Whether Joint Application for Divorce is Maintainable if the same is filed in a Pending Proceeding [Case Law] | First Law
Special Marriage Act, 1954 - Ss. 27 & 28 - Divorce on Mutual Consent - A joint application under Section 28(2) of the Act of 1954 is maintainable if the same is filed in a pending proceeding.
Held:- It is nowhere laid down that in order to prefer an application under Section 28(2), the applicant was required to withdraw his earlier application and thereafter file a joint petition under Section 28 of the Act of 1954. No such statutory provision could be brought to the notice of this Court which makes it obligatory for the parties to withdraw the pending application in order to file a fresh application under Section 28 of the Act of 1954. Putting it differently, it cannot be said that a joint application under Section 28(2) of the Act of 1954 is not maintainable if the same is filed in a pending proceeding. The intention of Legislature in bringing sub-section (2) of Section 28 in the statute book is to facilitate the parties to cut short the litigation and get divorce with mutual consent when other essential conditions are satisfied. This will provide them chance to settle in life. Thus question of filing such application in the pending proceeding is a procedural aspect. There is no substantive statutory prohibition in filing application under Section 28(2) in the same proceeding. [Paras 10 &11]
HIGH
COURT OF MADHYA PRADESH, PRINCIPAL SEAT AT JABALPUR
Justice Sujoy Paul
Civil Revision No.31/2018
Rajkumar Sureen Vs. Smt.
Manju Tirki
20/03/18
For
applicant: Shri T.S. Ruprah, Senior Advocate with Shri A.K. Pandey,
Advocate.
For
Respondent: Shri S.K. Mishra, Advocate.
O
R D E R
This
revision filed under Section 115 of the Code of Civil Procedure takes exception
to the order dated 22.11.2017 whereby the Court below rejected the application
preferred by the parties jointly under Section 28 of the Special Marriage Act.
2. The admitted facts between the parties
are that the marriage between them was solemnized on 10.02.2014. Since the
matrimonial life of the parties was not smooth, the applicant preferred an
application under Section 27 of the Special Marriage Act, 1954 (hereinafter
referred to as “the Act of 1954”) on 12.04.2016.
3. During the course of hearing, learned
counsel for the parties jointly submit that after receiving notices in
aforesaid application preferred under Section 27 of the Act of 1954 by the
applicant, the respondent appeared through their counsel. Various
efforts were made by the counsel and the parties to settle their dispute
amicably. Since all such efforts went in vain, the parties decided to prefer
joint application seeking divorce by mutual consent under Section 28 of the Act
of 1954. The said application was jointly filed on 22.09.2017.
4. Learned counsel for the parties jointly
contended that the Court below has erred in disallowing the said application.
It is urged that Section 28(2) of the Act of 1954 is similar to Section 13 (B)

**Dataset extract**
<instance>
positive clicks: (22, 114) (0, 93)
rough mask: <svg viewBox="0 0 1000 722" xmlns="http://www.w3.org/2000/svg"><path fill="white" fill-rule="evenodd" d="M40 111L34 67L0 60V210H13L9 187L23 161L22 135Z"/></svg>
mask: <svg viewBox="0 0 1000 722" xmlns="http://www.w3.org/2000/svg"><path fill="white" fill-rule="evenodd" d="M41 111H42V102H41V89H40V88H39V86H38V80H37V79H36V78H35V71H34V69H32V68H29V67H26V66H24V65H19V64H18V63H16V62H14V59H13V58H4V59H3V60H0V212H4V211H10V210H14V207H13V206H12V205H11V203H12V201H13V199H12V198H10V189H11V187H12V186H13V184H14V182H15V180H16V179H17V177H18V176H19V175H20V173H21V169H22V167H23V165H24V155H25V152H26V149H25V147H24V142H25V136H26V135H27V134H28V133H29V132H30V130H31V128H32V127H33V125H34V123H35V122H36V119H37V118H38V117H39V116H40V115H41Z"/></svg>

**Apply what you read**
• A. Reproduce the part of the divorce case report that opens with the words containing "3. During the" and closes with "Section 13 (B)".
• B. Take up the divorce case report at the point where it ends and carry it forward.
The material comes from a different source than the divorce case report.

**Activity answers**
• A.
3. During the course of hearing, learned
counsel for the parties jointly submit that after receiving notices in
aforesaid application preferred under Section 27 of the Act of 1954 by the
applicant, the respondent appeared through their counsel. Various
efforts were made by the counsel and the parties to settle their dispute
amicably. Since all such efforts went in vain, the parties decided to prefer
joint application seeking divorce by mutual consent under Section 28 of the Act
of 1954. The said application was jointly filed on 22.09.2017.
4. Learned counsel for the parties jointly
contended that the Court below has erred in disallowing the said application.
It is urged that Section 28(2) of the Act of 1954 is similar to Section 13 (B)

• B.
of the Hindu Marriage Act, 1955. In view of judgment of this Court reported in
AIR 2005 MP 106 (Dinesh
Kumar Shukla Vs. Smt. Neeta)
and jugment of Supreme Court in the case of Amardeep Singh Vs. Harveen
Kaur, 2017 SCC Online SC
1073, the Court below should have allowed the said application. It is jointly
prayed that the impugned order may be set aside and the Court below may be
directed to decide the application under Section 28 of the Act of 1954 and grant
decree of divorce on mutual consent.
5. No other point is pressed by learned
counsel for the parties.
6. As noticed, the parties are ad idem on the question of divorce by mutual
consent and have jointly urged that the Court below has erred in disallowing
the said application. In the impugned order, the Court below has assigned
following reasons for not entertaining the aforesaid application jointly preferred
by the parties:
(i) Parties can withdraw the present case and thereafter file a
joint petition under Section 28 of the Act of 1954 for divorce by mutual
consent.
(ii)
After filing such application under Section 28 of the Act of 1954, a waiver
application can be filed one week after the first motion, giving reasons for the
prayer for waiver of waiting period for the second motion as mentioned in Para
20 and 21 of the judgment of Supreme Court in the case of Amardeep Singh
(supra).
7. Section 28(2) is pari materia to Section 13(B)(2). It is profitable
to examine these provisions in juxtaposition.
Special
Marriage Act, 1954
|
Hindu Marriage
Act, 1955
|
28. Divorce by
mutual consent.— (1) Subject to the provisions of this Act and to the rules
made thereunder, a petition for divorce may be presented to the district
court by both the parties together on the ground that they have been living
separately for a period of one year or more, that they have not been able to
live together and that they have mutually agreed that the marriage should be
dissolved.
(2) On the
motion of both the parties made not earlier than six months after the date of
the presentation of the petition referred to in sub-section (1) and not later
than eighteen months] after the said date, if the petition is not withdrawn
in the meantime, the district court shall, on being satisfied, after hearing
the parties and after making such inquiry as it thinks fit, that a marriage
has been solemnized under this Act, and that the averments in the petition
are true, pass a decree declaring the marriage to be dissolved with effect
from the date of the decree.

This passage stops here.